▸ **HOW TO COMPLETE THIS TASK**
Repeat the data exactly, every last line of it.

▸ **RECORDS FOR THE EXERCISE**
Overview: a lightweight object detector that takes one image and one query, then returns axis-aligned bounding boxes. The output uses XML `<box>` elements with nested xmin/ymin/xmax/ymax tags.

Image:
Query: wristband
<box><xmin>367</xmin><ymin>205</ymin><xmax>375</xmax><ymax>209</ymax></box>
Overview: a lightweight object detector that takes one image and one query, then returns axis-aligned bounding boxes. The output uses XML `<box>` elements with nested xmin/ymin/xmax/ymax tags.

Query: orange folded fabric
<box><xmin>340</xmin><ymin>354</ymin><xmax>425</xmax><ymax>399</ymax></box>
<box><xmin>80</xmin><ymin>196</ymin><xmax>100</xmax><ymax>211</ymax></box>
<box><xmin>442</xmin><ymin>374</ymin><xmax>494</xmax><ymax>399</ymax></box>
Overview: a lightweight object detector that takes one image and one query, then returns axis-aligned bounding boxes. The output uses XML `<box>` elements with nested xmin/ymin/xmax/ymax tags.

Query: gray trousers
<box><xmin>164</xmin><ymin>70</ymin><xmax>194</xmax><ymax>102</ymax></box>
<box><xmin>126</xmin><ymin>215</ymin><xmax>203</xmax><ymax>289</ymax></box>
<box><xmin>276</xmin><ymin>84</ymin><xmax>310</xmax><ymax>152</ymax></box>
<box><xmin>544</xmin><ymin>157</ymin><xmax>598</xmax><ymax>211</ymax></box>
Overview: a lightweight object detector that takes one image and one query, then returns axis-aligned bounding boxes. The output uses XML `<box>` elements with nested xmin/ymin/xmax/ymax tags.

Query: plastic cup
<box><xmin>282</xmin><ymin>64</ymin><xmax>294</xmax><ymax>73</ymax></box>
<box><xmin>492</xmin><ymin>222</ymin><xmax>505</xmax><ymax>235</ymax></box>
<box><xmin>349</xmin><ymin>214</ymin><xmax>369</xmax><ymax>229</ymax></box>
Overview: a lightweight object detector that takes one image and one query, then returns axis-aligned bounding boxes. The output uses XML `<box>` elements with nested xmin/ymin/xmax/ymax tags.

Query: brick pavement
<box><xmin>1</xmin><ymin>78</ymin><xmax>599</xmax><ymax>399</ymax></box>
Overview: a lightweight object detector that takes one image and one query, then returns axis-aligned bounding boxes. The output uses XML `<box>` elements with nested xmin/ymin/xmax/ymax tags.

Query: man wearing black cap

▸ **RESPONSE FOR THIS EXERCISE**
Overview: a lightweight object detector that takes one image and one query, then returns axis-aligned bounding boxes. The output uses XML `<box>` elements with nested xmin/ymin/xmax/ymax tags.

Image:
Query: wristband
<box><xmin>367</xmin><ymin>205</ymin><xmax>375</xmax><ymax>209</ymax></box>
Overview: a lightweight object detector that takes one image and one query, then returns axis-aligned bounding boxes. The output uses XML `<box>` elements with nested xmin/ymin/xmax/ymax tags.

Query: orange folded fabric
<box><xmin>340</xmin><ymin>354</ymin><xmax>425</xmax><ymax>399</ymax></box>
<box><xmin>80</xmin><ymin>196</ymin><xmax>100</xmax><ymax>211</ymax></box>
<box><xmin>442</xmin><ymin>374</ymin><xmax>494</xmax><ymax>399</ymax></box>
Overview: a lightweight object detector that takes one image and one query, then returns axis-aligned bounding boxes. The output uses XML `<box>` elements with nested xmin/ymin/xmax/ymax tags.

Query: gray trousers
<box><xmin>164</xmin><ymin>70</ymin><xmax>194</xmax><ymax>102</ymax></box>
<box><xmin>126</xmin><ymin>215</ymin><xmax>203</xmax><ymax>289</ymax></box>
<box><xmin>276</xmin><ymin>84</ymin><xmax>310</xmax><ymax>152</ymax></box>
<box><xmin>544</xmin><ymin>157</ymin><xmax>598</xmax><ymax>211</ymax></box>
Overview: a lightweight object detector that takes one image and one query, then returns axis-aligned bounding boxes. The output uses XML `<box>` elements with nested xmin/ymin/xmax/ymax tags.

Query: plastic cup
<box><xmin>282</xmin><ymin>64</ymin><xmax>294</xmax><ymax>73</ymax></box>
<box><xmin>492</xmin><ymin>222</ymin><xmax>505</xmax><ymax>235</ymax></box>
<box><xmin>349</xmin><ymin>214</ymin><xmax>369</xmax><ymax>229</ymax></box>
Overview: a lightweight object detector that takes one image and one query, then returns axis-aligned bounding boxes. The output uses XML `<box>` elements with nested xmin/ymin/xmax/ymax tags.

Query: brick pavement
<box><xmin>1</xmin><ymin>78</ymin><xmax>599</xmax><ymax>399</ymax></box>
Overview: a lightweight object detector that takes one image and one query, then returns axis-aligned bounding boxes. The output uses XML `<box>` elements with nested xmin/ymin/xmax/ymax tags.

Query: man wearing black cap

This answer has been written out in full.